[Given problem 1]:
Summarize the forum thread on building a PHP ORM in two sentences.
[Given problem 2]:
In the forum thread on building a PHP ORM, which public properties does the Person class declare?
━━━ Passage shown ━━━
As for camel casing or not.. it's purely preference, but I think the majority dislike underscore separation.
User avatar
m4rw3r
Forum Commoner
Posts: 33
Joined: Mon Aug 03, 2009 4:19 pm
Location: Sweden

Re: Creating an ORM for PHP and would like some input

Post by m4rw3r »

I know I need some description, but the problem is where to place it.
I want my ORM to be able to be used in any framework / PHP script, and therefore it needs to be adaptable.
That, in turn, means that it should not impose any restriction on where the classes to map are located, nor where their descriptions are either.
User avatar
Jenk
DevNet Master
Posts: 3587
Joined: Mon Sep 19, 2005 6:24 am
Location: London

Re: Creating an ORM for PHP and would like some input

Post by Jenk »

I don't see why it would be a restriction to just map the objects in a descriptor? Other ORM's manage this just fine. You don't even need to have a particular interface implemented if you go this route. :)

Code: Select all

// this is the users object, note how it doesn't need any descriptions attached to it..
class Person {
  public $id;
  public $name; 
  public $age;
}

Code: Select all

// .. because they are all encapsulated in it's own object here..
━━━ Data excerpts ━━━
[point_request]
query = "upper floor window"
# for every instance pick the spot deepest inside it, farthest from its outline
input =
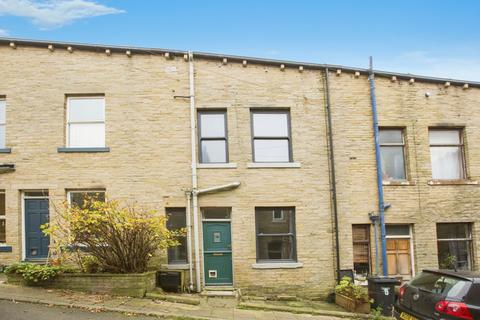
(85, 122)
(271, 136)
(3, 231)
(3, 111)
(446, 152)
(392, 149)
(177, 220)
(81, 199)
(213, 136)
(275, 234)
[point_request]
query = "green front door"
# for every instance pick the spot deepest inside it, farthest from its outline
(217, 246)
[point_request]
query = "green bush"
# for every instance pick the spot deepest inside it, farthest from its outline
(347, 288)
(35, 273)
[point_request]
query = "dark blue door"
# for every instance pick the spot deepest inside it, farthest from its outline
(36, 242)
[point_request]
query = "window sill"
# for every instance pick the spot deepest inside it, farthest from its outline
(5, 248)
(82, 150)
(252, 165)
(452, 182)
(217, 165)
(277, 265)
(399, 183)
(180, 266)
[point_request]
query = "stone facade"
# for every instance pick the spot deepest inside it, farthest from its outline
(148, 133)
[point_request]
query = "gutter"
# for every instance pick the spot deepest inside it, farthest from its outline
(332, 171)
(236, 58)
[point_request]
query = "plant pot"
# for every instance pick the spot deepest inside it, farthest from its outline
(351, 304)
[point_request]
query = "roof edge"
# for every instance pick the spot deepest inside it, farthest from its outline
(207, 55)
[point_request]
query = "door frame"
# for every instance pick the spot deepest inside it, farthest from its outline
(203, 248)
(24, 197)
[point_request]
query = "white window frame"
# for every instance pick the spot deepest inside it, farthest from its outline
(469, 240)
(409, 236)
(4, 218)
(3, 144)
(68, 122)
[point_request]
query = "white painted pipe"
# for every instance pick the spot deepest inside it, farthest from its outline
(194, 170)
(189, 239)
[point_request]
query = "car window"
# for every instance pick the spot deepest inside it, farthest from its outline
(441, 284)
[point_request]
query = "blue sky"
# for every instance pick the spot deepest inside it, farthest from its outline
(429, 37)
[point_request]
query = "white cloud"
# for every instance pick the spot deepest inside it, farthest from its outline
(48, 14)
(430, 64)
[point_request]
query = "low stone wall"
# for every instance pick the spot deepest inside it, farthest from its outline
(134, 285)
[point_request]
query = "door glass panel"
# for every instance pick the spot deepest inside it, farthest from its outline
(216, 213)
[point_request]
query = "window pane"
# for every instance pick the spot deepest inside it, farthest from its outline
(3, 236)
(177, 219)
(214, 151)
(271, 150)
(2, 111)
(390, 136)
(446, 162)
(87, 135)
(212, 125)
(453, 231)
(85, 109)
(398, 230)
(268, 224)
(216, 213)
(275, 248)
(2, 204)
(393, 167)
(454, 254)
(270, 124)
(444, 136)
(80, 199)
(2, 136)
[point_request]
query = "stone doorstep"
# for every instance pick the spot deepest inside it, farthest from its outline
(298, 310)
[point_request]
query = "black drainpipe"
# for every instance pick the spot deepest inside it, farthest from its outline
(332, 171)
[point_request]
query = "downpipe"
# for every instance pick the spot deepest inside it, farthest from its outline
(381, 204)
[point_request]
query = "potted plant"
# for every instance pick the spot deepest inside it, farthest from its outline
(352, 297)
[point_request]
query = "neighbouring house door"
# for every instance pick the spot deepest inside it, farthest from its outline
(36, 242)
(217, 245)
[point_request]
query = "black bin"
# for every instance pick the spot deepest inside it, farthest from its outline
(382, 291)
(169, 280)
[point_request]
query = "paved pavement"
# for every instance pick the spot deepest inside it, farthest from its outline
(95, 305)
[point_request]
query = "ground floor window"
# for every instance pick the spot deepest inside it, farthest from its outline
(80, 198)
(454, 242)
(177, 219)
(275, 234)
(399, 255)
(361, 248)
(3, 229)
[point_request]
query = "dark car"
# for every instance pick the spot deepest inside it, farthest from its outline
(440, 294)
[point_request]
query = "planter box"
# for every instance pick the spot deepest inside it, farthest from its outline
(352, 305)
(133, 285)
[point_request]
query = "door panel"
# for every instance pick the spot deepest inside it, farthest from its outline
(36, 242)
(217, 253)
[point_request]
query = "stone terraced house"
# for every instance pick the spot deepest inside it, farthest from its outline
(257, 158)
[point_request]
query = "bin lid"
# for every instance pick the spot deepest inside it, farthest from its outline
(383, 280)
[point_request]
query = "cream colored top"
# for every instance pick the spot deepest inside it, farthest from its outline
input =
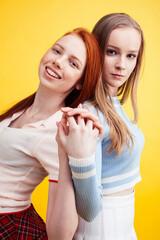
━━━
[Complete output 1]:
m4rw3r says the ORM needs some description but is unsure where to place it, because it should work in any framework or PHP script without restricting where the mapped classes or their descriptions are located. Jenk answers that mapping the objects in a descriptor imposes no restriction, notes that other ORMs manage this and that no particular interface is required, and shows a plain Person class with no descriptions attached.

[Complete output 2]:
$id, $name and $age.